> **Material supplied**:
********************
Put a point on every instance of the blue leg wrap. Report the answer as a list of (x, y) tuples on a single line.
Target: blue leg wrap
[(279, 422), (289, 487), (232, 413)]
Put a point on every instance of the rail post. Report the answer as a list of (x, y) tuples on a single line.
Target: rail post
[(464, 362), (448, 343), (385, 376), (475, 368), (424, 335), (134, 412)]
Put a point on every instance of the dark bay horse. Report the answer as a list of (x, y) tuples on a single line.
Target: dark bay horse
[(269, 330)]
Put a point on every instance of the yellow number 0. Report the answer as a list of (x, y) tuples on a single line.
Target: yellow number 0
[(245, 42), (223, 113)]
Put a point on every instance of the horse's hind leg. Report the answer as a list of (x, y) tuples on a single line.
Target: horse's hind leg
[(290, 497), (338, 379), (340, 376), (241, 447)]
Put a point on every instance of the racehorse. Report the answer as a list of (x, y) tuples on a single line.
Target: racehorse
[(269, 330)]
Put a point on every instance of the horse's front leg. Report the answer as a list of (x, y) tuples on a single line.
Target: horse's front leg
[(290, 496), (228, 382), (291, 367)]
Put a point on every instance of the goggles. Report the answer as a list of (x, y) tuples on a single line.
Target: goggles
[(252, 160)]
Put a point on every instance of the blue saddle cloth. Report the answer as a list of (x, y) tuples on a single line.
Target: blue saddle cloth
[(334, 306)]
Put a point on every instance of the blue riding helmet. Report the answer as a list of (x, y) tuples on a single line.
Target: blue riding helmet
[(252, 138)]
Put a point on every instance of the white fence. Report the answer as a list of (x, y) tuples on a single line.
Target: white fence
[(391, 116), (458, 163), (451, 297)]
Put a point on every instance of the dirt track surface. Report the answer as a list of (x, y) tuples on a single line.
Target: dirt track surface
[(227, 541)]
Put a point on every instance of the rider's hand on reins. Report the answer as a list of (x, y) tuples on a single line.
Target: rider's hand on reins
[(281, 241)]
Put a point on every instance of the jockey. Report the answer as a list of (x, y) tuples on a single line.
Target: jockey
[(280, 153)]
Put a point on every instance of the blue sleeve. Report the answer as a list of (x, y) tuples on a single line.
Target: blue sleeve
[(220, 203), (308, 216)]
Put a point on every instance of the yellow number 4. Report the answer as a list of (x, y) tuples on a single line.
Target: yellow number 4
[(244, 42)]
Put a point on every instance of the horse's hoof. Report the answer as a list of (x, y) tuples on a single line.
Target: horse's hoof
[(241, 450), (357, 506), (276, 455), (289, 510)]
********************
> **Exercise description**: Copy all of the items above word for word, line by line.

> **The result**:
Put a point on every instance of the blue leg wrap. Report the answer as a list of (x, y) tuples on a single line.
Target: blue leg wrap
[(279, 422), (289, 487), (232, 413)]
Put a point on every instance of the rail post. Report the answer as a list of (x, y) tuples on a single line.
Target: rail post
[(464, 362), (448, 343), (385, 376), (475, 368), (424, 335), (134, 412)]
Put a point on every instance of the dark bay horse. Report the answer as a list of (x, y) tuples on a single line.
Target: dark bay horse
[(269, 330)]
Put a point on every instance of the yellow number 0. Report the answer as a list of (x, y) tuples on a single line.
Target: yellow number 0
[(245, 42), (223, 113)]
Put a point on every instance of the horse's hind leg. Report the answer as a list of (x, y) tuples on a single line.
Target: horse's hind leg
[(290, 497), (338, 379), (340, 376), (241, 447)]
Put a point on every instance of the racehorse. Report the answer as a list of (x, y) tuples on a single line.
Target: racehorse
[(269, 330)]
Put a point on every instance of the horse's front leg. Report the answer as a list of (x, y) tuples on a single line.
Target: horse's front leg
[(290, 496), (228, 382), (291, 367)]
Put a point on every instance of the goggles. Report the answer as a list of (x, y) tuples on a single line.
Target: goggles
[(252, 160)]
Put a point on every instance of the blue saddle cloth. Report the answer as a list of (x, y) tuples on a single line.
Target: blue saddle cloth
[(334, 306)]
Put a point on every instance of the blue riding helmet. Report the answer as a list of (x, y) tuples on a single line.
Target: blue riding helmet
[(252, 138)]
Put a point on every instance of the white fence. Report the answer as a list of (x, y) tuples on a single line.
Target: white fence
[(391, 116), (458, 163), (451, 297)]
Put a point on every instance of the dirt track surface. Report the answer as a list of (x, y) tuples on a single line.
Target: dirt track surface
[(227, 541)]
Put a point on every instance of the rider's hand on reins. Report the answer as a list of (x, y) tuples on a single line.
Target: rider's hand on reins
[(281, 241)]
Put a point on every instance of the jockey. Report the answer as a list of (x, y) tuples on a single line.
Target: jockey
[(280, 153)]
Put a point on every instance of the blue sleeve. Report the answer as a list of (x, y) tuples on a single line.
Target: blue sleeve
[(220, 203), (308, 216)]
Put a point on every instance of the yellow number 4. Report the answer as a list of (x, y) tuples on a single line.
Target: yellow number 4
[(244, 42)]
Put a point on every instance of the horse's hoof. Report the answer as a list of (x, y) tuples on a single line.
Target: horse's hoof
[(241, 450), (357, 506), (276, 455), (289, 510)]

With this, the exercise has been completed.